Given text.
◆ ◆ ◆ ◆ ◆

Tuesday, May 12, 2009

10 Reasons Trade Compliance Programs Are Unnecessary

Posted on 4:13 PM by Unknown
Today's guest post is by Rick Miller, director of trade compliance recruitment at Tyler Search Consultants. Rick is a licensed customs broker and served as director of trade compliance for several large companies before joining Tyler Search. Rick can be reached at rmiller@tylersearch.com.

10 Reasons Trade Compliance Programs Are Unnecessary

Companies of all sizes in all industries struggle with trade compliance programs and the trade compliance role. There are many reasons why a compliance program is controversial. Here are the top 10 reasons why a trade compliance program is truly an unnecessary waste of resources:

1. Trade compliance is a cost center with no financial benefit to the company.
Except for avoiding audits, penalties and border delays. Except for avoiding duty under special programs such as the North American Free Trade Agreement, the Central America Free Trade Agreement, the Generalized System of Preferences. Except for tariff engineering, broker management, supplier management.

2. Classification is easy.
Anyone can do it - just pick the lowest duty rate and let Customs tell us if we're wrong. Until Customs catches you and sends you a bill for the duty (plus interest) for all entries made over the last five years. And don't forget the penalty that's sure to follow.

3. Shipments to and from Canada and Mexico are not really imports/exports.
Tell that to U.S. Customs. Canada and Mexico may be our biggest trading partners, but they have their own customs services to deal with. And, oh yeah, those folks at Commerce may require an export license.

4. Any product purchased in the U.S. is U.S.-origin.
The trade deficit must come from somewhere ... make sure you ask before you assume. Get it in writing and then ask again.

5. Any U.S.-origin product is NAFTA-eligible.

◆ ◆ ◆ ◆ ◆

Image-grounded pointing records.

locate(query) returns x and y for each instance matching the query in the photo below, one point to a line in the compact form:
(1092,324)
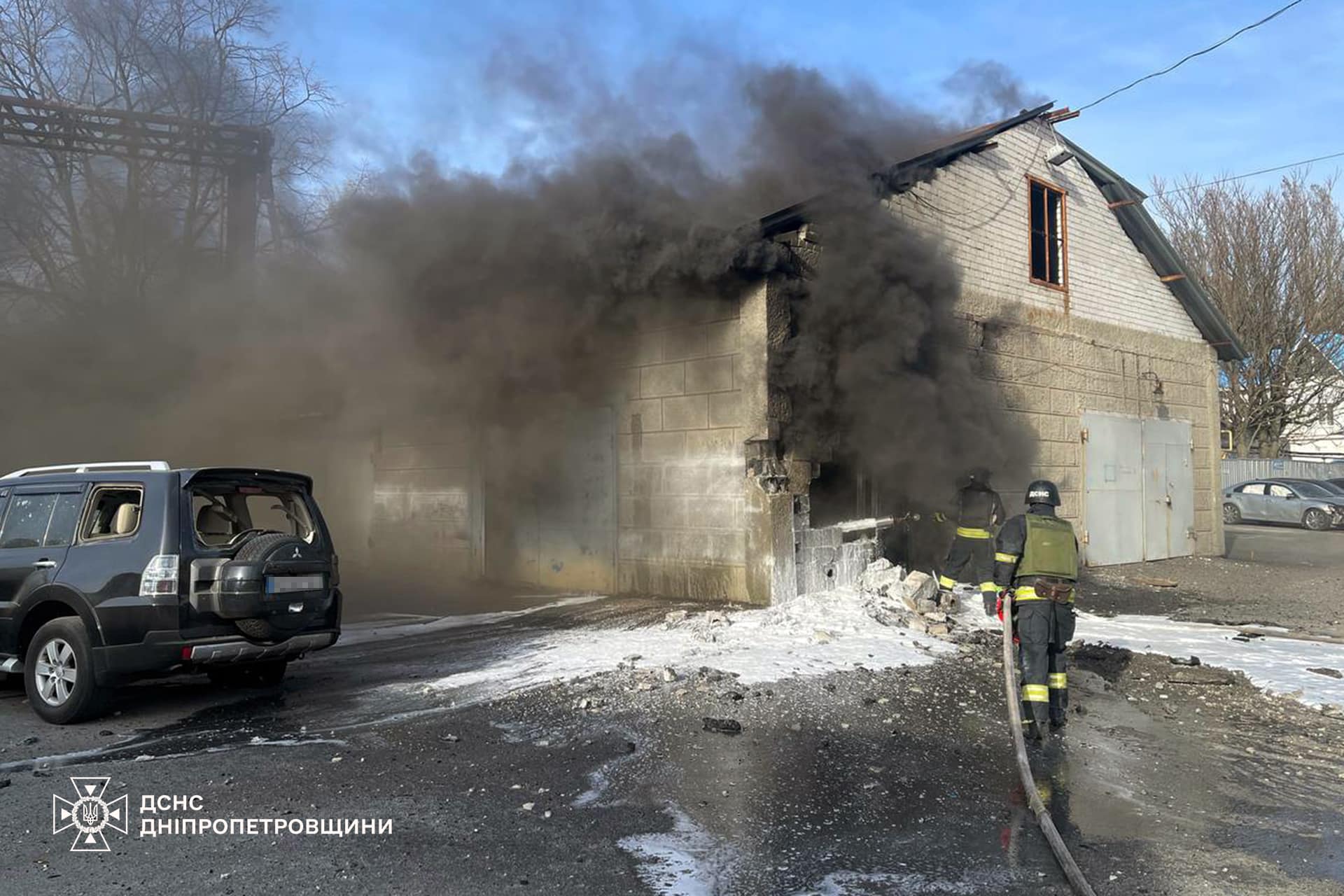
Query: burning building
(1053,332)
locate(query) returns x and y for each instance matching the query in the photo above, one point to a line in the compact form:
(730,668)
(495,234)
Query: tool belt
(1053,589)
(1046,589)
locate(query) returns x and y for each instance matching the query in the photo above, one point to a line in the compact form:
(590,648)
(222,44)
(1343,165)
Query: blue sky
(409,71)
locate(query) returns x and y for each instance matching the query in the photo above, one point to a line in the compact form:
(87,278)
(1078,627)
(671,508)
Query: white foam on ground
(686,862)
(1280,665)
(811,636)
(388,629)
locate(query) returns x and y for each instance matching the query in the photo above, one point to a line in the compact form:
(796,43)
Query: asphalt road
(1285,546)
(862,782)
(1272,575)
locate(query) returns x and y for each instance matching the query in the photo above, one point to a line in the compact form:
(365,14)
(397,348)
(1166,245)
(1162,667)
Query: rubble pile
(906,599)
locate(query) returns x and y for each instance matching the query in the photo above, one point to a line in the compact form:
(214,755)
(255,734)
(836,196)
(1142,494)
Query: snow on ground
(811,636)
(1278,665)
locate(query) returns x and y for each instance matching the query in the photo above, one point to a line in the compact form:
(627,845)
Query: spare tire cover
(272,546)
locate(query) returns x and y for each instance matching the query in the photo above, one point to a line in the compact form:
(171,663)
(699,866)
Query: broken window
(1049,244)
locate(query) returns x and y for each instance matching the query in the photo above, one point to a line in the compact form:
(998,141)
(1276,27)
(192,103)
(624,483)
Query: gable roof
(1126,200)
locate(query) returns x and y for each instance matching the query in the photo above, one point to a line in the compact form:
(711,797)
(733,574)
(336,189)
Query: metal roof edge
(1152,242)
(902,175)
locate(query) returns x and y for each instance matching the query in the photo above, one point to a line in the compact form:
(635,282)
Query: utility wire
(1199,52)
(1250,174)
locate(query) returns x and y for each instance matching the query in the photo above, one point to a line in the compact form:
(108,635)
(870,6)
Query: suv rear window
(41,520)
(225,511)
(115,514)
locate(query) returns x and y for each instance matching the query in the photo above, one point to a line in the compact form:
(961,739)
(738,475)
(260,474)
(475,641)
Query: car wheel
(1316,520)
(280,626)
(253,675)
(58,673)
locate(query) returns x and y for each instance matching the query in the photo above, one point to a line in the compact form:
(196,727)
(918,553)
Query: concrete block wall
(692,394)
(979,207)
(1092,347)
(1051,368)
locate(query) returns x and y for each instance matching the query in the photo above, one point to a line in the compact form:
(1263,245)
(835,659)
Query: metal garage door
(564,535)
(1113,489)
(1168,491)
(1139,489)
(425,526)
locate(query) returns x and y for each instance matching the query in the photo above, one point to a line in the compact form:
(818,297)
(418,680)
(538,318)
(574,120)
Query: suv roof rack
(84,468)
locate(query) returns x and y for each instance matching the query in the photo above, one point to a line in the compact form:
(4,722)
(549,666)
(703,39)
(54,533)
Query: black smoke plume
(496,304)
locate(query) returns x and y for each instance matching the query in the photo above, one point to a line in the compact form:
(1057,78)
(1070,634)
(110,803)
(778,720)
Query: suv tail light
(160,575)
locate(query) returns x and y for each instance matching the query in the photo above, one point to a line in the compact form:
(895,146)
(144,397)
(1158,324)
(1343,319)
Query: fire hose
(1028,782)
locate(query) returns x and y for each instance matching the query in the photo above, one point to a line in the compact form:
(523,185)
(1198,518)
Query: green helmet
(1043,492)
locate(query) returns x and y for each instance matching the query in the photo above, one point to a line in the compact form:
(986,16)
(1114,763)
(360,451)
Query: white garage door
(1139,489)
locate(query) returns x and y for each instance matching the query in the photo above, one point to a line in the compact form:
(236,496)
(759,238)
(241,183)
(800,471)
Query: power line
(1199,52)
(1250,174)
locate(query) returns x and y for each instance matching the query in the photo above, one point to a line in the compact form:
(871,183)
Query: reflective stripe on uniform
(1035,694)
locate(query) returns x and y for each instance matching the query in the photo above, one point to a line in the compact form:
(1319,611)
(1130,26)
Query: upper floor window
(1049,241)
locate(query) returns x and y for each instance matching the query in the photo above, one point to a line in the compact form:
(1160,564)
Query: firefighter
(971,555)
(1037,555)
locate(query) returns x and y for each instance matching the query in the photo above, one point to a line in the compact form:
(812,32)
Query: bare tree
(1275,262)
(80,232)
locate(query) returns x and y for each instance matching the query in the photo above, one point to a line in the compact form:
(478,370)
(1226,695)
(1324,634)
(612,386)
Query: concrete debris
(882,578)
(918,587)
(1202,676)
(723,726)
(705,626)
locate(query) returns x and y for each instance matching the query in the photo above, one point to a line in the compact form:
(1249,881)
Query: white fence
(1241,469)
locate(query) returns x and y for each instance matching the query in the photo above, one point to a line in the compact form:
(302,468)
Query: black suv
(113,571)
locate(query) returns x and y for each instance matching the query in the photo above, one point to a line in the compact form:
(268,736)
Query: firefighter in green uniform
(971,555)
(1037,555)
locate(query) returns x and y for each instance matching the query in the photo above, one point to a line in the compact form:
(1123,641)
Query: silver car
(1297,501)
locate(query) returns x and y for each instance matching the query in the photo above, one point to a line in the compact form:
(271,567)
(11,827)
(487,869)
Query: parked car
(115,571)
(1326,484)
(1296,501)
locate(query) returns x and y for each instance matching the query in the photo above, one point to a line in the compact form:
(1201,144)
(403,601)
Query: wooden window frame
(1062,286)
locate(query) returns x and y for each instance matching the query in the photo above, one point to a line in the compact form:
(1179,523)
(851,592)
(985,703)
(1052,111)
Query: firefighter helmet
(1043,492)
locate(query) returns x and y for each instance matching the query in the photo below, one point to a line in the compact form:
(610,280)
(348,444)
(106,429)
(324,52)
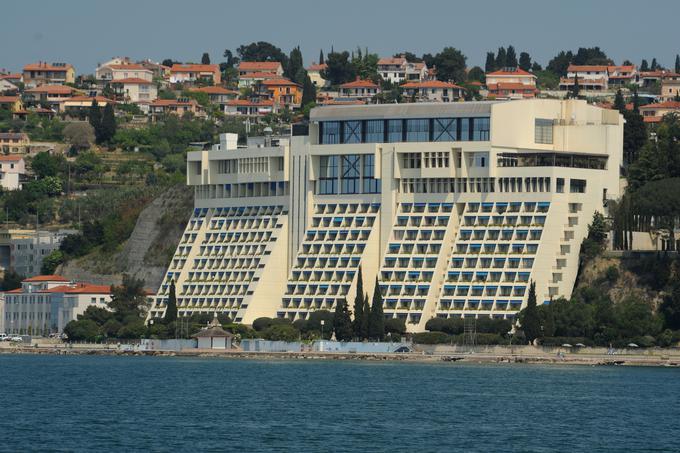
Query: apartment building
(454,208)
(398,70)
(46,303)
(42,73)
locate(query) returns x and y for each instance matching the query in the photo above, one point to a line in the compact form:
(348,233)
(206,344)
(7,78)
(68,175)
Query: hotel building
(453,208)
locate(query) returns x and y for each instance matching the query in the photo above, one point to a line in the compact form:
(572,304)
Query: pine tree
(377,323)
(359,306)
(490,65)
(619,102)
(95,119)
(108,124)
(342,321)
(511,57)
(531,322)
(171,309)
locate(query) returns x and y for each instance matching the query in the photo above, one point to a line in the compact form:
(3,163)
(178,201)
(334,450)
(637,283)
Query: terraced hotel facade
(452,208)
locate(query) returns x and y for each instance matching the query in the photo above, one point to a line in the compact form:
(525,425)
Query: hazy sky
(87,32)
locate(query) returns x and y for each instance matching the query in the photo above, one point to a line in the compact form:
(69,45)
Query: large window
(445,129)
(371,185)
(329,175)
(349,183)
(480,129)
(375,131)
(330,132)
(351,132)
(394,131)
(418,130)
(543,131)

◆ ◆ ◆ ◆ ◆

Actions to take.
[1] In the trade compliance post, give the text between "Tuesday, May 12, 2009" and "reached at rmiller@tylersearch.com.", inclusive, and swap "customs broker" for "freight forwarder".
[2] According to the trade compliance post, why is classifying by picking the lowest duty rate and waiting for Customs to flag mistakes a bad approach?

Results in order.
[1]
Tuesday, May 12, 2009

10 Reasons Trade Compliance Programs Are Unnecessary

Posted on 4:13 PM by Unknown
Today's guest post is by Rick Miller, director of trade compliance recruitment at Tyler Search Consultants. Rick is a licensed freight forwarder and served as director of trade compliance for several large companies before joining Tyler Search. Rick can be reached at rmiller@tylersearch.com.

[2] If Customs catches you, it sends a bill for the duty, plus interest, on all entries made over the last five years. A penalty is also sure to follow.